[REQUEST] Repeat every one of the rows below word for word, but leave the pictures out of your answer.

━━━━

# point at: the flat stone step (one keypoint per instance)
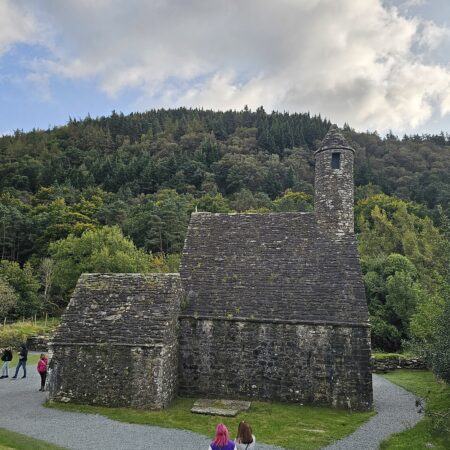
(215, 407)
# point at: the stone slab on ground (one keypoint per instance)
(215, 407)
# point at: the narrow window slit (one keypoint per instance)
(335, 160)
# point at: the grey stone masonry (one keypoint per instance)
(333, 185)
(117, 344)
(274, 304)
(326, 365)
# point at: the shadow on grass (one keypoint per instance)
(285, 425)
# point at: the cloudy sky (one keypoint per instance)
(376, 64)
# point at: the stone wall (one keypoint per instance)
(271, 360)
(389, 363)
(333, 197)
(117, 344)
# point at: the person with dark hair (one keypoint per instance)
(222, 439)
(23, 356)
(6, 358)
(42, 369)
(245, 440)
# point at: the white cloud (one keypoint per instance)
(16, 26)
(351, 61)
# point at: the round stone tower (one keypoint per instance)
(333, 185)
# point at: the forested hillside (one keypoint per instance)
(115, 194)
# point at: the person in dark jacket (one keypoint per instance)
(23, 356)
(6, 358)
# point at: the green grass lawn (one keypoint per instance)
(12, 335)
(287, 425)
(10, 440)
(427, 433)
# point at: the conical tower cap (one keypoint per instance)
(334, 140)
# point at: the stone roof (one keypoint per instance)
(270, 267)
(334, 139)
(121, 308)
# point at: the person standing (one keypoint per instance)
(23, 356)
(6, 358)
(222, 439)
(42, 369)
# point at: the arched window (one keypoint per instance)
(335, 160)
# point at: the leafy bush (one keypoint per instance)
(15, 334)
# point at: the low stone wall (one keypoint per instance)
(316, 364)
(389, 363)
(142, 377)
(38, 343)
(117, 342)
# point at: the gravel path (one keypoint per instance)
(396, 412)
(22, 411)
(26, 415)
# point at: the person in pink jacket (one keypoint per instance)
(42, 369)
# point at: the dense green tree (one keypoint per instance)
(8, 298)
(103, 249)
(25, 284)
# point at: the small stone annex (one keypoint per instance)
(273, 307)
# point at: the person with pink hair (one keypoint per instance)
(222, 440)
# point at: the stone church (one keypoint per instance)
(266, 306)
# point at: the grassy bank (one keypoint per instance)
(434, 430)
(12, 335)
(10, 440)
(287, 425)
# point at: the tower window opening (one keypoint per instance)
(335, 160)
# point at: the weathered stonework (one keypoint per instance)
(274, 304)
(117, 344)
(273, 307)
(333, 197)
(320, 364)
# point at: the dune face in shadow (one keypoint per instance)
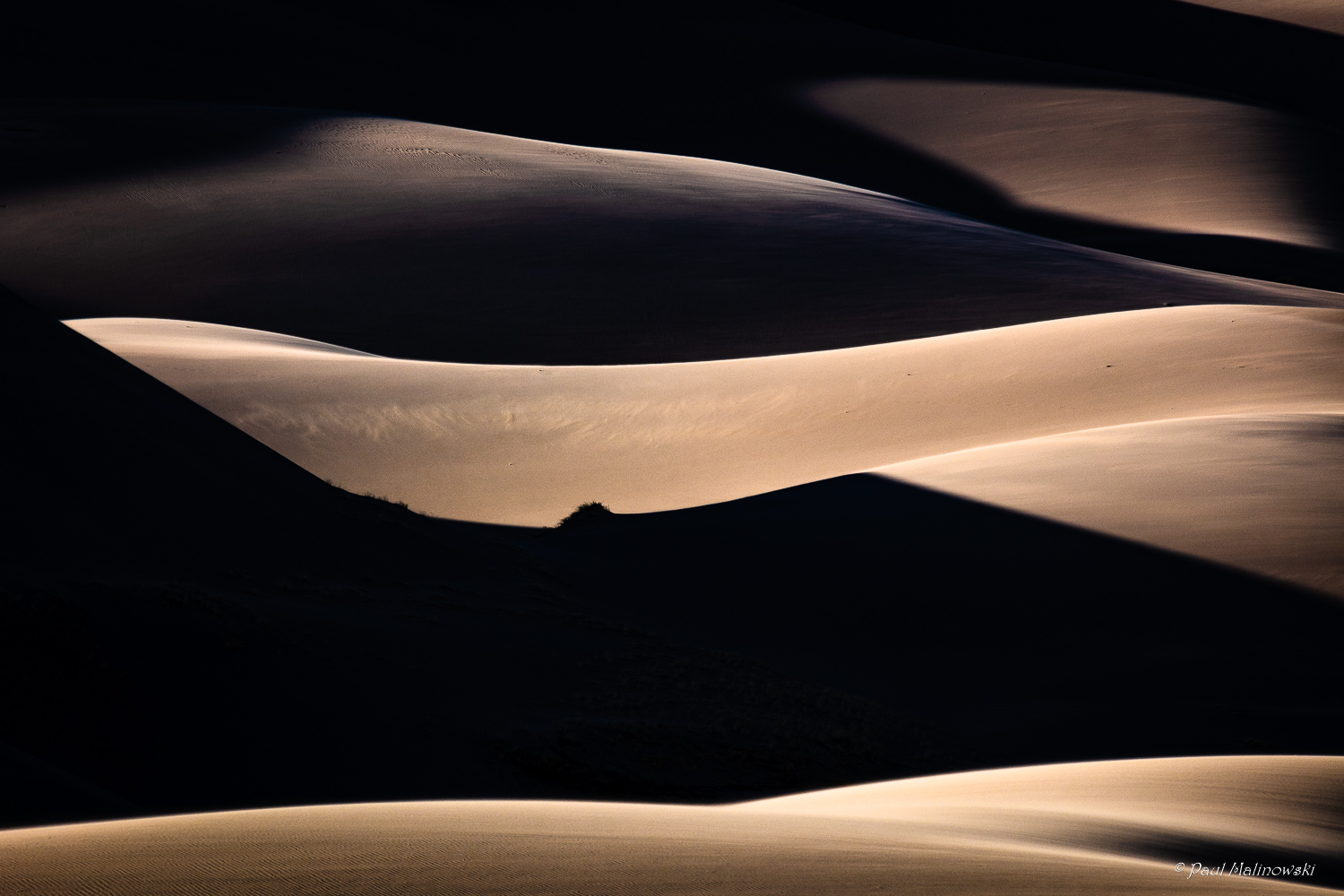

━━━━

[TASK ANSWER]
# point at: the flat stone step (one keypoint per instance)
(215, 407)
# point at: the stone slab on ground (one keypoint per instance)
(215, 407)
# point at: the narrow window slit (one keypoint per instance)
(335, 160)
# point at: the grey stone masonry (one keypoint per instance)
(333, 185)
(117, 344)
(274, 304)
(326, 365)
# point at: the shadow on grass (one keypoint per instance)
(285, 425)
# point at: the cloudy sky (one keypoint per instance)
(376, 64)
# point at: the stone wall (one keypoint per instance)
(271, 360)
(389, 363)
(333, 197)
(117, 344)
# point at: the person with dark hair (one keypoint per instance)
(222, 439)
(23, 356)
(6, 358)
(42, 369)
(245, 440)
# point at: the white cloud (one keypoint per instance)
(16, 26)
(351, 61)
# point at: the round stone tower (one keypoint per instance)
(333, 185)
# point at: the forested hillside (one keypoint per instance)
(115, 194)
# point at: the person in dark jacket (one keypoint per instance)
(23, 356)
(6, 358)
# point at: the green grass lawn (one keypoint per instance)
(12, 335)
(287, 425)
(10, 440)
(427, 433)
# point at: the conical tower cap (one keypoint per instance)
(334, 140)
# point at: the stone roof (one keypoint per instance)
(270, 267)
(334, 139)
(121, 308)
# point at: the person standing (one keypoint per instance)
(23, 356)
(6, 358)
(222, 439)
(42, 369)
# point at: the arched window (one keypoint per instance)
(335, 160)
# point at: the leafy bush (one keypoint per instance)
(15, 334)
# point at: the low stone wall (one keypoint per instance)
(316, 364)
(389, 363)
(142, 377)
(38, 343)
(117, 342)
# point at: the gravel path (one keypoint per instance)
(396, 412)
(22, 411)
(26, 415)
# point at: the person in pink jacket (one keypoint per instance)
(42, 369)
# point at: the dense green tree (one keypoint per instance)
(8, 298)
(103, 249)
(25, 284)
# point at: the small stone annex (one keypoint per instance)
(273, 307)
# point at: the person with pink hair (one keypoint per instance)
(222, 440)
# point at: the stone church (one keypoint per instance)
(266, 306)
# point at: the grassy bank (one keypoint per instance)
(434, 430)
(12, 335)
(10, 440)
(287, 425)
# point at: the tower window opening (one keypoint per instance)
(335, 160)
# point at: the weathered stonework (one keypoint per instance)
(274, 304)
(117, 344)
(273, 307)
(333, 197)
(320, 364)
# point at: the dune face in shadow (one keypoint per instance)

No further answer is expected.